■ **Request**: Rewrite all of the rows below, requests included, and shift every point in the answers by adding 93 to both its x and y coordinates.

-- start of Entries supplied --

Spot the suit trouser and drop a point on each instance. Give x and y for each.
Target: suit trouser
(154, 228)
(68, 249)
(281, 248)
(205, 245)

-- end of Entries supplied --

■ **Exercise response**:
Spot the suit trouser and drop a point on each instance. Give x and y for each.
Target: suit trouser
(247, 321)
(161, 342)
(374, 341)
(298, 338)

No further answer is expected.